### TASK
Print the part of the essay on darkness and light starting with "Tonglen is a" and going on through "all sentient beings.", word for word.

### SUPPLIED TEXT

• • • • • • •

“Darkness and Light”

This is a season of miracles, when nature offers an immense metaphor of the return of light to our lives. Human experience through the millennia melds with nature’s cycles, coming to some as the story of the Magi following a star, to others as the miracle of a lamp that continues to burn, to ancient Celts as burning the Yule log as an effigy of the goddess of darkness to make way for the coming of light.


I think these celebrations, both ancient and contemporary, reflect a primal theme in us all: that we are fundamentally a combination of light and darkness, and that both contribute to our health and well being. I have been in medical practice for thirty years now, and it always amazes me to see how individuals respond to a disease that is affecting their bodies. There can be 2 individuals with exactly the same diagnosis and exactly the same severity and extent of disease – and there can be 2 completely different experiences of illness in these individuals! For one, it can create bitterness and intense railing against the loss of control, and a shrinking of the family and social ties; for another, it can create a transformative step of letting go into the unknown of how things will turn out, opening to help from others, and tolerating the re-ordering of one’s life that illness often requires.

When I recently meditated on the “spirit of darkness,” it showed itself as wisps of dark smoke inherent in everything. It also distinguished itself from “evil,” showing itself as a positive force in the world. Darkness is the energy of “un-making,” of “unraveling,” of breaking open old, fixed patterns that have outlived their usefulness in our lives. In the darkness, we examine ourselves, question where we are and what we are about, experience “the dark night of the soul” – a necessary process for us to enlarge and reconstitute into a fuller experience of who we really are.

Each fall, I watch the leaves drop to expose the “bare bones” beneath the foliage. And each winter, I celebrate the buds on these bare branches, ready for the coming light, to support the growth of the enlarging tree. Both are always there: the breaking apart and the returning anew. If we forget that both are important, we run the risk of putting labels of “good” and “bad” on this powerful cycle — thus cutting ourselves off from being able to utilize half of our process of healing, enlarging, and re-ordering.

Tonglen is a beautiful Buddhist practice of “sending and taking” through healing breath. It is a wonderful example of putting nature’s cycles to work through transforming darkness, rather than resisting it. When we are feeling any pain or grief or struggle — any dark place — we can use tonglen not only for ourselves, but on behalf of all sentient beings.

On the inbreath, we allow ourselves to feel the feeling fully – and on behalf of self and others, we take it in without resisting, taking it to the “vastness inside” (or the God inside, or the great blue sky inside) and let it go to be released and transformed. And on the outbreath, we open and breathe out the feeling of joy, well-being, satisfaction, tenderheartedness, anything that feels fresh and clean, wholesome and good – and we give that back to the world. Breathe in grief, breathe out the smell of a fresh cup of coffee; breathe in anger, breathe out the smile of your granddaughter; breathe in despair, breathe out a whitetailed deer at dusk reflected in a pond . . . . . .

It takes focus and commitment to do this, as it is the opposite of how our culture tends to want to breathe, i.e. breathe in good stuff, breathe out yucky feelings. But our world needs us to be bigger, to fill up with our fullness, our vastness and be in joyful service. We don’t have to have lots of time or lots of money or be a holy person. Focused breath can start to change the world. We can do it. The time is now. The light is coming.

• • • • • • •

### EXTRACTED ENTRIES
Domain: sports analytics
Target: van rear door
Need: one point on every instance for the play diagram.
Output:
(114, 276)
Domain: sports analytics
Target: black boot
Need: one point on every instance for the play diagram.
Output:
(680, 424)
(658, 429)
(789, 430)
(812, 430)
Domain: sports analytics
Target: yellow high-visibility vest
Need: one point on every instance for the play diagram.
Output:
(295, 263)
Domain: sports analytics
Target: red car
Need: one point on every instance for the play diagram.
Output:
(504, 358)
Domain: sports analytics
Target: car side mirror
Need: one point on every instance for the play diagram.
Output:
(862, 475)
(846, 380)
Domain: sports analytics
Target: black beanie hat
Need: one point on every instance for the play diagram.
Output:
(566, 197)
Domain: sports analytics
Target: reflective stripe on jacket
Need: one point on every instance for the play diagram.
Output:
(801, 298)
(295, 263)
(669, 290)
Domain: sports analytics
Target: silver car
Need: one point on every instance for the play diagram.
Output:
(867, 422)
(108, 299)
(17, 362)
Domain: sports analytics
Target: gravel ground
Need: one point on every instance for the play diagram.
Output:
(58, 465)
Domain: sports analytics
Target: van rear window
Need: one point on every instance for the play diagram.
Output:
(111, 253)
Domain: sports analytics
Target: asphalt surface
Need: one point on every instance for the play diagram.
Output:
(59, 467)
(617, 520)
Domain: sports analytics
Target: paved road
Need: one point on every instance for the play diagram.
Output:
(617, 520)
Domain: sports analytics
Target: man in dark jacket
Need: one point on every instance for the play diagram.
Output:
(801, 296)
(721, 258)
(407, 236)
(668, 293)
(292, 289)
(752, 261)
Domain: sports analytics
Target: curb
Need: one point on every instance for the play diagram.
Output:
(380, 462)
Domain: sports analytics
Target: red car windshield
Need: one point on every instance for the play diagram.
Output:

• • • • • • •

### REPLY TO THE EXERCISE
Tonglen is a beautiful Buddhist practice of “sending and taking” through healing breath. It is a wonderful example of putting nature’s cycles to work through transforming darkness, rather than resisting it. When we are feeling any pain or grief or struggle — any dark place — we can use tonglen not only for ourselves, but on behalf of all sentient beings.